▶ [PROBLEM] Nothing except the pictures should be left out when you reproduce the listing exactly.

▶ [DATA TO PROCESS]
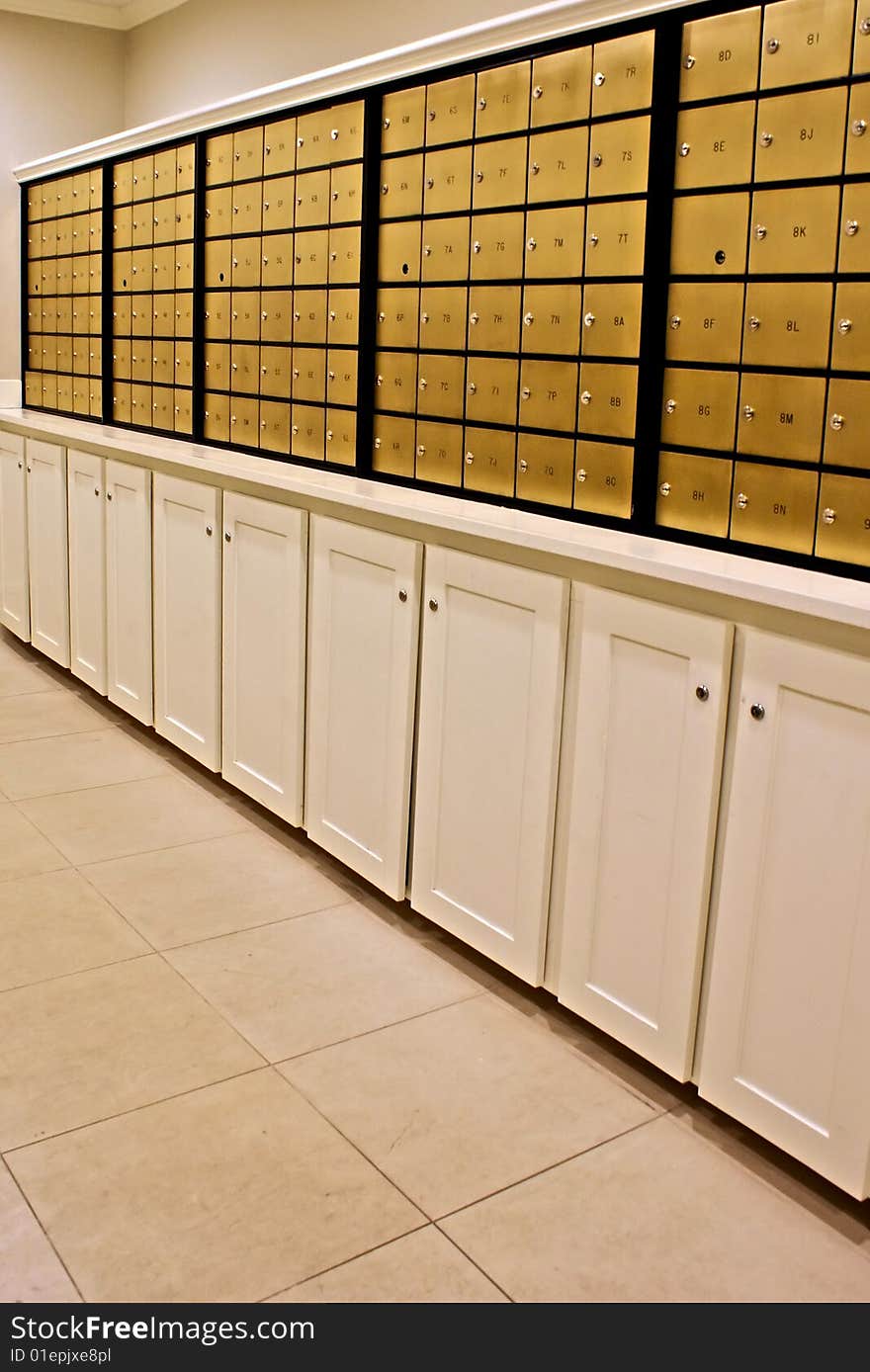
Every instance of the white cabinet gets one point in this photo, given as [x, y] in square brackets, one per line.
[187, 616]
[487, 752]
[637, 810]
[46, 551]
[787, 1032]
[264, 650]
[14, 578]
[87, 534]
[128, 589]
[363, 668]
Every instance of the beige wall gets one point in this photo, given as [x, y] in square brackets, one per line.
[60, 84]
[213, 49]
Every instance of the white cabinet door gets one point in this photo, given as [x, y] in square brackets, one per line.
[14, 578]
[264, 650]
[785, 1042]
[187, 616]
[637, 814]
[128, 589]
[364, 615]
[46, 551]
[487, 753]
[87, 524]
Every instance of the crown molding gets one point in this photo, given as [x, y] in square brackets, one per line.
[478, 40]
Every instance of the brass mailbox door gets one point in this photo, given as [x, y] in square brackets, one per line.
[795, 230]
[619, 158]
[704, 321]
[848, 423]
[562, 87]
[445, 248]
[714, 145]
[402, 120]
[708, 235]
[781, 416]
[800, 136]
[545, 470]
[548, 395]
[774, 506]
[491, 389]
[555, 241]
[612, 320]
[842, 531]
[700, 407]
[608, 399]
[439, 453]
[558, 165]
[502, 99]
[806, 40]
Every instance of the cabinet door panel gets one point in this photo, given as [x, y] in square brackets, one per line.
[490, 703]
[264, 650]
[639, 800]
[363, 671]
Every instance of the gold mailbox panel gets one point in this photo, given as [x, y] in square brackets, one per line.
[788, 324]
[774, 506]
[700, 407]
[490, 462]
[545, 470]
[781, 416]
[842, 531]
[695, 492]
[721, 55]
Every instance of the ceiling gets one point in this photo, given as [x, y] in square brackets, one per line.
[105, 14]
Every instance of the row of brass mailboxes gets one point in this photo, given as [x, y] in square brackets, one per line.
[770, 414]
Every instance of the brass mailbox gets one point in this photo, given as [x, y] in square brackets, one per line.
[446, 181]
[622, 74]
[721, 55]
[619, 156]
[445, 248]
[545, 470]
[402, 123]
[788, 327]
[398, 317]
[392, 444]
[442, 317]
[800, 136]
[558, 165]
[695, 492]
[548, 395]
[441, 385]
[699, 407]
[781, 416]
[555, 241]
[806, 40]
[488, 463]
[704, 321]
[502, 99]
[774, 506]
[450, 110]
[439, 453]
[395, 382]
[851, 333]
[842, 529]
[848, 423]
[491, 389]
[795, 230]
[607, 399]
[400, 187]
[612, 320]
[714, 145]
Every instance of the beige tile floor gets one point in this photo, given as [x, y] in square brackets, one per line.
[232, 1072]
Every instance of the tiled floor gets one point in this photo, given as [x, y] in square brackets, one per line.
[229, 1072]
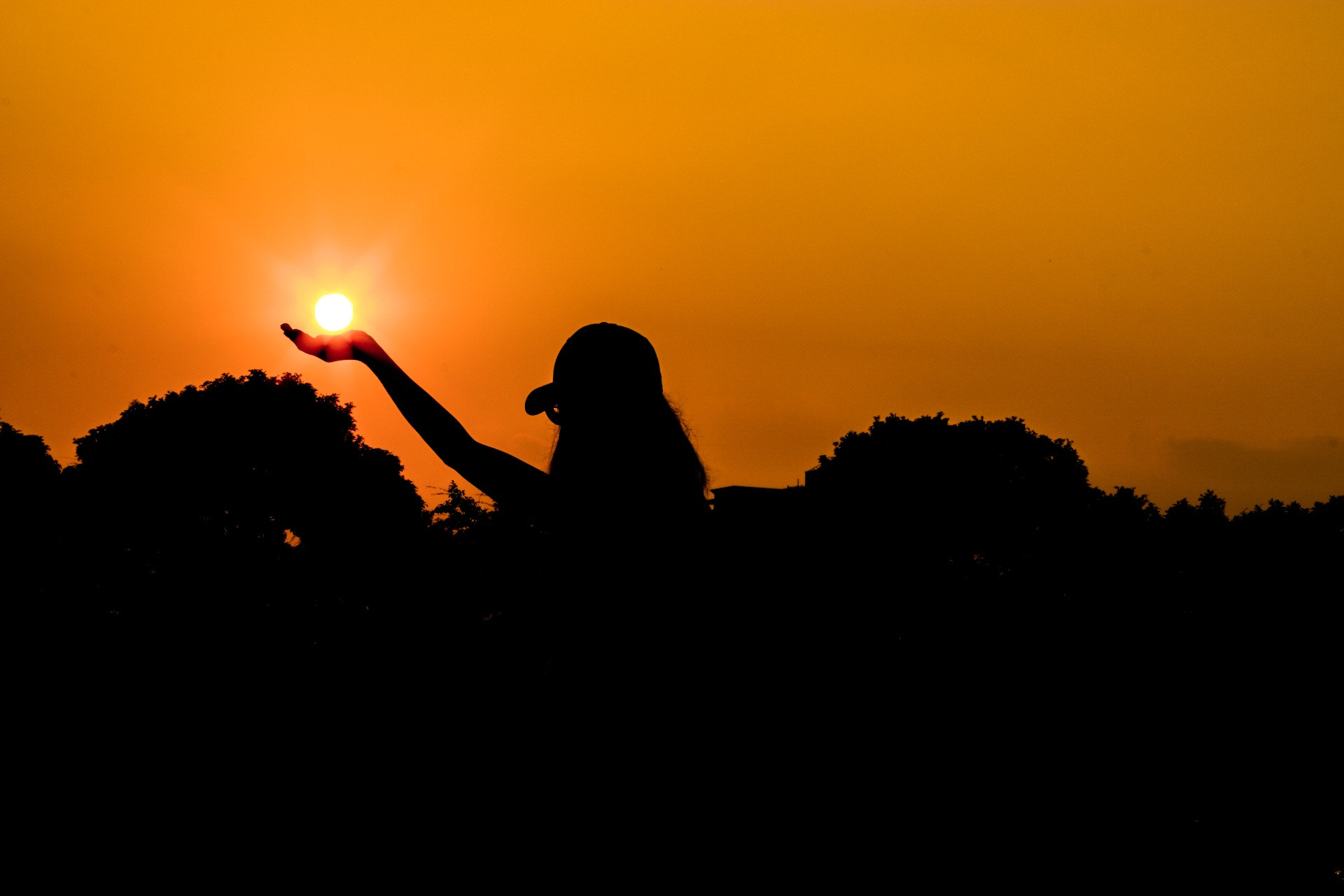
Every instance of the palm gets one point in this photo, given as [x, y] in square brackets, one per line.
[337, 347]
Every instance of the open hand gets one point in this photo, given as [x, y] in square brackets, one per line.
[339, 347]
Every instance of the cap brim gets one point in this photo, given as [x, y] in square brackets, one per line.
[542, 399]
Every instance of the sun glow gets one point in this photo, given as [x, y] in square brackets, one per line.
[334, 312]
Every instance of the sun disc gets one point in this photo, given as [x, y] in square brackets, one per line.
[334, 312]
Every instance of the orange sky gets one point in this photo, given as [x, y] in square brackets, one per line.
[1119, 220]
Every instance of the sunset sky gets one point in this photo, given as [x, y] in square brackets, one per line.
[1123, 222]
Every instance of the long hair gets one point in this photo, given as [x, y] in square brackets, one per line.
[636, 460]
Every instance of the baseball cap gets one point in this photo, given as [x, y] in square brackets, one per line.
[600, 359]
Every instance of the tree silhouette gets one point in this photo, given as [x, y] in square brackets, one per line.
[30, 481]
[244, 498]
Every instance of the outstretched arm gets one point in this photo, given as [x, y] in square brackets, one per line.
[496, 473]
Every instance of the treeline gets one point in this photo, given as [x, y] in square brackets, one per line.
[251, 510]
[949, 618]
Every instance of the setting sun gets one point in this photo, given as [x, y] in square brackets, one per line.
[334, 312]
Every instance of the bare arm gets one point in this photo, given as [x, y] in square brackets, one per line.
[496, 473]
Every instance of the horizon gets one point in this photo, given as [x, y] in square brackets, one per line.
[1120, 223]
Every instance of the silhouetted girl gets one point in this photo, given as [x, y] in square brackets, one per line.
[624, 500]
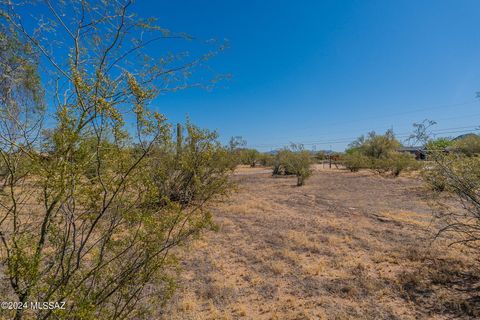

▶ [ANSWER SECTION]
Every instance of the white cabinet gets one point in this photo, given as [x, y] in square brackets, one per line.
[187, 616]
[487, 752]
[637, 810]
[46, 551]
[787, 1032]
[264, 650]
[14, 578]
[87, 534]
[128, 589]
[363, 668]
Every instance of the beige wall gets one point in this photo, given as [x, y] in square brackets, one per line.
[60, 84]
[213, 49]
Every instance of the white cabinet door gets one point in this photo, given as [x, y] in square brackets, one per line.
[14, 578]
[264, 650]
[785, 1042]
[187, 616]
[637, 814]
[128, 589]
[364, 615]
[46, 551]
[487, 753]
[87, 524]
Every instance of the crown molding gets one point in this photo, given as [x, y] in square brackets, one per line.
[478, 40]
Every instance of the brass mailbox door gets one point in this photo, given as [x, y] in square brackets, one per line.
[795, 230]
[619, 158]
[704, 321]
[848, 423]
[562, 87]
[445, 248]
[714, 145]
[402, 120]
[708, 235]
[781, 416]
[800, 136]
[545, 470]
[548, 395]
[774, 506]
[491, 389]
[555, 241]
[612, 320]
[842, 531]
[700, 407]
[608, 399]
[439, 453]
[558, 165]
[502, 99]
[806, 40]
Every instance of the cabinet door panel gets one point in this photo, given as [x, y] in square brackets, one per line.
[490, 703]
[264, 650]
[639, 800]
[363, 671]
Every instance of the gold mailbox panel gets one point in this photo, given as [x, y] in square brackets, one per line.
[788, 324]
[774, 506]
[700, 407]
[490, 462]
[545, 470]
[781, 416]
[842, 531]
[695, 492]
[721, 55]
Every instance of the ceiling gets one point in this photo, given as [x, y] in square brackets, one per line.
[105, 14]
Every instance of the row of brass mailboxes gets one point in this photo, given as [x, y] in square brackets, one per line.
[770, 414]
Every instance of the brass mailbox gets one point in this photo, given as [x, y] in square brackets, one per line.
[446, 181]
[622, 74]
[721, 55]
[619, 156]
[445, 248]
[545, 470]
[402, 123]
[788, 327]
[398, 317]
[392, 444]
[442, 317]
[800, 136]
[558, 165]
[695, 492]
[548, 395]
[441, 385]
[699, 407]
[781, 416]
[555, 241]
[806, 40]
[488, 463]
[704, 321]
[502, 99]
[774, 506]
[450, 110]
[439, 453]
[395, 382]
[851, 333]
[842, 529]
[848, 423]
[491, 389]
[795, 230]
[607, 399]
[400, 187]
[612, 320]
[714, 145]
Every instance of the beige tile floor gets one point in this photo, given as [x, y] in square brackets, one per line.
[232, 1072]
Every instance of the tiled floor gets one point in this photo, given as [x, y] in square brackets, one per line.
[229, 1072]
Every instance of the palm gets one point in this photo, given as [x, y] in square brackets, one per line.
[337, 347]
Every instance of the open hand gets one point in this photo, given as [x, y] in square brackets, one per line.
[339, 347]
Every instance of the cap brim gets one point in this photo, given as [x, y] in square brackets, one per line.
[542, 399]
Every instance of the sun glow gets one point in this photo, given as [x, y] in square brackets, one per line.
[334, 312]
Every instance of the sun disc gets one point in this photo, given as [x, y] in square brackets, one per line.
[334, 312]
Every instance of the orange sky gets one point in this photo, given as [x, y] in square brackets, one per line.
[1119, 220]
Every instance of the sunset sky gets one point in this photo, given as [x, y] in square brackets, one per line.
[1123, 222]
Every instance of the long hair gets one point in this photo, given as [x, y] in square brackets, one per line.
[636, 460]
Every instance of the baseball cap gets one point in this photo, given as [x, y] in square brackets, one per line.
[600, 359]
Every instance of the tree silhouette gets one point in this photo, given as [x, y] in square brackets, one per line.
[30, 481]
[244, 498]
Every instance of the outstretched arm gets one point in this photo, given as [x, y] in square brackets, one per line.
[496, 473]
Every instance of the treeline gets one point in this photo, given as [x, y] in square brackets, one per line.
[251, 510]
[949, 618]
Every instance of the setting sun gets one point in this photo, given as [x, y] in square brackets, one per line.
[334, 312]
Every instance of the bare arm gets one point in this photo, given as [x, y] in square brackets, one per line.
[496, 473]
Every instance of the horizon gets one point in this photo, given as [x, y] in square brackets, one per line.
[1120, 223]
Every instance of the silhouetted girl gets one point in this photo, given as [x, y] in square brackets, one per line.
[624, 500]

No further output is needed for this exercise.